**Task to complete**
Would you please transcribe the entire listing exactly?

**Data shown**

--- START ---

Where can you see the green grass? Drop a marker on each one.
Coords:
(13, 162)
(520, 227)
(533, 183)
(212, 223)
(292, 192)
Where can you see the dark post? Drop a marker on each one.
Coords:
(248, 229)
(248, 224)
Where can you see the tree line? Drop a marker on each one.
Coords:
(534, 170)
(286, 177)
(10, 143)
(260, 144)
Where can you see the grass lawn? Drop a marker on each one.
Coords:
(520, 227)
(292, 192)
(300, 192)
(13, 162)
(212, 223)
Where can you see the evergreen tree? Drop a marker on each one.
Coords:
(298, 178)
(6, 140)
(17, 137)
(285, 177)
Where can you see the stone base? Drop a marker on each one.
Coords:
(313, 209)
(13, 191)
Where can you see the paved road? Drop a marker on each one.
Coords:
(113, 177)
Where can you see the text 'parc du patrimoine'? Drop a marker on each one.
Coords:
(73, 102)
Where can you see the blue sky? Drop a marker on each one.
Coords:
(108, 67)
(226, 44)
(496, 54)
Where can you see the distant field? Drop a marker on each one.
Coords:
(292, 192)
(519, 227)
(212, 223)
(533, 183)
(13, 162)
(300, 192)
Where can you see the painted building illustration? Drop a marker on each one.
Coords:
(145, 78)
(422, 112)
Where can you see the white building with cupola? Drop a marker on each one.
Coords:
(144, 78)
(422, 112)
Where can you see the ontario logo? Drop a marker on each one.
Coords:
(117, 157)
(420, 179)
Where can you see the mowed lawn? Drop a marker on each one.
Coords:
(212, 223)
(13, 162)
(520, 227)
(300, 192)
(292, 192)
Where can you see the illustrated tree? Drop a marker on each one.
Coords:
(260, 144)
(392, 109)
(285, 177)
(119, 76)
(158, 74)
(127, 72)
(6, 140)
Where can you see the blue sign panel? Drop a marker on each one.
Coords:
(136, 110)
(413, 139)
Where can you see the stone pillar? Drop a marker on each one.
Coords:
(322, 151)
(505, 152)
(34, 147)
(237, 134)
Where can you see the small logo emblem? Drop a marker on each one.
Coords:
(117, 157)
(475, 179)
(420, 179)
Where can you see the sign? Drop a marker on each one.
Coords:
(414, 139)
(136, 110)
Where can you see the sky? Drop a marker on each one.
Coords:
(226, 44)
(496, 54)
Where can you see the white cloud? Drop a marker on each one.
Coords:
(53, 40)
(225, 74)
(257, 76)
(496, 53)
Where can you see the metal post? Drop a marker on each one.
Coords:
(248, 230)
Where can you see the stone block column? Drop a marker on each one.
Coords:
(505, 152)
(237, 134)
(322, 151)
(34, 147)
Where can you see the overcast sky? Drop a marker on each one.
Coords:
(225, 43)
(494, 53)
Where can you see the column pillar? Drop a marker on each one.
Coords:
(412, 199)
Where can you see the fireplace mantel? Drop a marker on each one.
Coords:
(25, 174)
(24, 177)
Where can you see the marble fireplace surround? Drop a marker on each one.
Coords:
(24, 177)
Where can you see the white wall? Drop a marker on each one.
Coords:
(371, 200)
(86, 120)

--- END ---

**Written response**
Where can you see the green grass? Drop a marker on each one.
Coords:
(13, 162)
(520, 227)
(533, 183)
(212, 223)
(292, 192)
Where can you see the dark post? Drop a marker on each one.
Coords:
(248, 229)
(248, 224)
Where can you see the tree line? Drop a marker on each one.
Coords:
(534, 170)
(286, 177)
(10, 143)
(260, 144)
Where can you see the grass lawn? Drop a marker on each one.
Coords:
(520, 227)
(292, 192)
(300, 192)
(13, 162)
(212, 223)
Where can you see the evergreen tree? Drop a marker on each one.
Coords:
(298, 178)
(6, 140)
(17, 137)
(285, 177)
Where can you see the stone base? Drop a marker on each one.
Coords:
(313, 209)
(13, 191)
Where can you see the paved road? Drop a marker on each one.
Coords:
(113, 177)
Where can you see the text 'parc du patrimoine'? Drop a marker on each one.
Coords:
(73, 102)
Where can you see the blue sky? Drop a marker on each one.
Coords:
(108, 67)
(226, 44)
(496, 54)
Where can you see the distant field? Drop a marker on each one.
Coords:
(292, 192)
(519, 227)
(212, 223)
(533, 183)
(13, 162)
(300, 192)
Where can you see the painted building illustration? Drop a marker on each one.
Coords:
(145, 78)
(422, 112)
Where can you see the white building with cupola? Drop a marker on each one.
Coords:
(144, 78)
(422, 112)
Where can you see the ontario logo? Drop a marker on each one.
Coords:
(117, 157)
(420, 179)
Where can you see the mowed lawn? Drop a marker on each one.
Coords:
(212, 223)
(13, 162)
(520, 227)
(300, 192)
(292, 192)
Where can you see the illustrated tree? Drop a marker on each one.
Coords:
(260, 144)
(392, 109)
(285, 177)
(119, 76)
(158, 74)
(127, 72)
(6, 140)
Where can you see the blue sign panel? Drop a marker on each one.
Coords:
(136, 110)
(413, 139)
Where can you see the stone pillar? Drop a marker on each one.
Coords:
(322, 151)
(505, 152)
(34, 147)
(237, 134)
Where can you see the small logo emblem? Drop a marker on each one.
Coords:
(117, 157)
(475, 179)
(420, 179)
Where can you see the sign? Drop a marker on each one.
Coords:
(414, 139)
(136, 110)
Where can you see the sky? Drop a marker on each one.
Coords:
(226, 44)
(496, 54)
Where can you see the white cloud? Drop a marker on each one.
Coords:
(53, 40)
(225, 74)
(257, 76)
(496, 53)
Where can you see the metal post? Drop a marker on each one.
Coords:
(248, 230)
Where can you see the stone block column? Drop a marker on each one.
Coords:
(505, 152)
(237, 134)
(322, 151)
(34, 147)
Where can you see the overcast sky? Drop a marker on each one.
Coords:
(225, 43)
(494, 53)
Where can you see the column pillar? Drop a marker on each one.
Coords:
(412, 199)
Where can you see the fireplace mantel? Drop a marker on each one.
Coords:
(25, 174)
(24, 177)
Where can you see the marble fireplace surround? Drop a marker on each one.
Coords:
(24, 177)
Where can you see the white wall? Drop a marker on each one.
Coords:
(371, 200)
(86, 120)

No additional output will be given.